▶ _WRITTEN EXERCISE_:
The line containing "Exercise. Spot the brown" marks where to begin; quote it and every line after it through the end of the data, exactly as written.

▶ _INFORMATION GIVEN_:
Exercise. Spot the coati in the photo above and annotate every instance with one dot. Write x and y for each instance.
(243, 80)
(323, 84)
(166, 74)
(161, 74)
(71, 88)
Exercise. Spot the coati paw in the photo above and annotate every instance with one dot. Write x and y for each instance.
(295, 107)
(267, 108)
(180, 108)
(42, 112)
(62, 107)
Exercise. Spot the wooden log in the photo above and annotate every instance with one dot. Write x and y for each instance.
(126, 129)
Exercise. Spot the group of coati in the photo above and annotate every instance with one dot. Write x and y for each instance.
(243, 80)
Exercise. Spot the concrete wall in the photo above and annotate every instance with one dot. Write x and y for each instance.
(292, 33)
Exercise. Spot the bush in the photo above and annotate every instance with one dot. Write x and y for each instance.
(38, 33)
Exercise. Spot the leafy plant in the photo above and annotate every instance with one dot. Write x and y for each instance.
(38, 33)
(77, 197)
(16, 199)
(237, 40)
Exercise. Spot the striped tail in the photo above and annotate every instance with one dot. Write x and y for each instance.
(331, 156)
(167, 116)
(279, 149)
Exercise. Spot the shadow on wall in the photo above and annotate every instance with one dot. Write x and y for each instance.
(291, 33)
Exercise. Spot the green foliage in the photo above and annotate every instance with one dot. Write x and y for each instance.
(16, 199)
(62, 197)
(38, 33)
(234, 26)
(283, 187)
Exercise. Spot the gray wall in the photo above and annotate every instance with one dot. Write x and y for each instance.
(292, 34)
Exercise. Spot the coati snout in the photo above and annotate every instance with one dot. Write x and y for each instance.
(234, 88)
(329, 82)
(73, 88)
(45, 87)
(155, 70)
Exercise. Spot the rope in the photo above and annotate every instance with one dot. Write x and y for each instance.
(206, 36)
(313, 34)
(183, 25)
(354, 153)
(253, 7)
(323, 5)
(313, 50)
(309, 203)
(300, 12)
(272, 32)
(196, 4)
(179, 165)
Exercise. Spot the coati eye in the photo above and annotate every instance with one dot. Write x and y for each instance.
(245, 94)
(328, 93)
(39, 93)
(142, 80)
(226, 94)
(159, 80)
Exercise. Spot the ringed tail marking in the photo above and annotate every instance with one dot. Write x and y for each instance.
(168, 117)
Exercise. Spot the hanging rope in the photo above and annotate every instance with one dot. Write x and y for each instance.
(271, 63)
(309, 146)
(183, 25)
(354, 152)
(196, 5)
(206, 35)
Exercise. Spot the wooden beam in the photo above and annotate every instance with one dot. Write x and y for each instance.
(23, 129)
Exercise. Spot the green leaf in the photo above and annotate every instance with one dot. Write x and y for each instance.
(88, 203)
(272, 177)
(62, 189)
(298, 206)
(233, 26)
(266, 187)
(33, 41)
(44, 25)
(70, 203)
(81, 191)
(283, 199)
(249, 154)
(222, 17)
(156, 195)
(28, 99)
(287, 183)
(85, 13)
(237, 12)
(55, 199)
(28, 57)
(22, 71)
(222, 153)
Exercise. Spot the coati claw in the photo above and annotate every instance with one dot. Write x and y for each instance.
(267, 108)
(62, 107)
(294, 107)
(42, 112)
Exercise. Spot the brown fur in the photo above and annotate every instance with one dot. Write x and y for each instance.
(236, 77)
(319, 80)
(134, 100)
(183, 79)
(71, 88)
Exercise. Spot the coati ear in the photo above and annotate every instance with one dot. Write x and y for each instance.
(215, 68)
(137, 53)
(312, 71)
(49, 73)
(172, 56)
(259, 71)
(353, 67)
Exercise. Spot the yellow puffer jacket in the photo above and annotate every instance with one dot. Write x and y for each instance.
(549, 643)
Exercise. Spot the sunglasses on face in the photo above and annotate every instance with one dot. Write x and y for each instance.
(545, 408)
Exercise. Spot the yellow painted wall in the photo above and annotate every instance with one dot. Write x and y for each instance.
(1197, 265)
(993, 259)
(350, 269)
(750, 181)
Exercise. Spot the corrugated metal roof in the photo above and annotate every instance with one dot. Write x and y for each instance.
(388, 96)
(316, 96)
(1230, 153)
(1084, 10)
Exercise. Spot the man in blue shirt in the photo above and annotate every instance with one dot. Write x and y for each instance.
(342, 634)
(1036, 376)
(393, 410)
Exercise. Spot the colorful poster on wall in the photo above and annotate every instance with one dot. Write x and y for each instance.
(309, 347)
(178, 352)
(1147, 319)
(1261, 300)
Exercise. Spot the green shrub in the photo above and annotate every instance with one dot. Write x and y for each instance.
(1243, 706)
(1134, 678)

▶ _SOLUTION FOR THIS PROBLEM_:
Exercise. Spot the brown fur in the photo above and annotate every instance with one dot. Write x and y for each instance.
(236, 77)
(319, 80)
(134, 100)
(183, 79)
(71, 88)
Exercise. Spot the coati ear in the photo above and annotate every instance with one dot. Write x and y for each instance.
(215, 68)
(137, 53)
(312, 71)
(49, 73)
(172, 56)
(259, 71)
(353, 67)
Exercise. Spot the yellow puffer jacket in the photo above and annotate every instance with one dot. Write x and y for each instance.
(549, 643)
Exercise. Spot the sunglasses on face in the photo above and annotate every instance with one dot. Write x and y for each instance.
(545, 408)
Exercise. Spot the yellow painted wall in the photo above and annotate every instance with one dot. Write x and y for each instance.
(1197, 265)
(993, 259)
(350, 269)
(750, 181)
Exercise. Spot the corrugated metal roof in the photo above and annotate every instance with one dot. Write x and y for each instance.
(388, 96)
(316, 96)
(1230, 153)
(1084, 10)
Exercise. Spot the man in blue shirt in the photo above and annotate every instance with one dot. Write x and y for each instance.
(342, 634)
(1036, 376)
(393, 410)
Exercise. Spot the colorful poster on wall in the photo above and annotate every instance with one dot. Write x and y for each instance.
(309, 347)
(178, 352)
(1147, 319)
(1261, 300)
Exercise. Spot the green shrub in the photo above and annotate every instance with one dot. Write x and y for each instance.
(1243, 706)
(1134, 678)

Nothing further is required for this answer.